Коллективная чувственность. Теории и практики левого авангарда
Шрифт:
ГАХН не составляла здесь исключения: непонимание большинством ее представителей актуальных для эпохи художественных тенденций говорит отнюдь не в пользу этих первых. Чрезвычайно интересно сравнить саморефлексию авангардного искусства, ведущие теоретики которого также работали в ГАХН, и ее понимание академиками, а не сводить все к партийным кличкам, как это получилось у Хан-Магомедова [477] .

### Собранные материалы
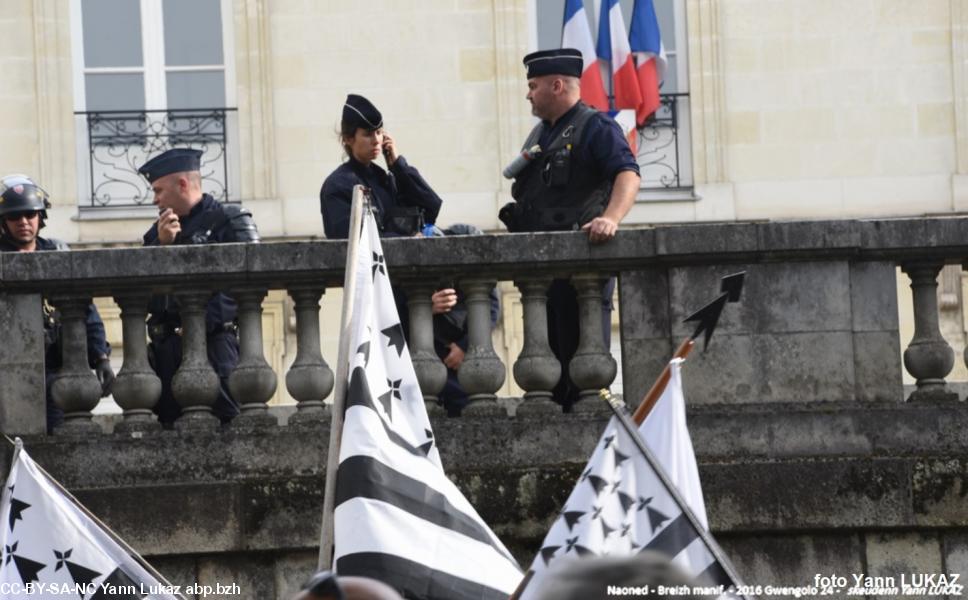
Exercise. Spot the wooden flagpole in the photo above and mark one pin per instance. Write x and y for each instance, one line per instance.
(655, 392)
(342, 372)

### Задание
К чему, согласно тексту документа, все было сведено у Хан-Магомедова?

### Письменный ответ
К партийным кличкам.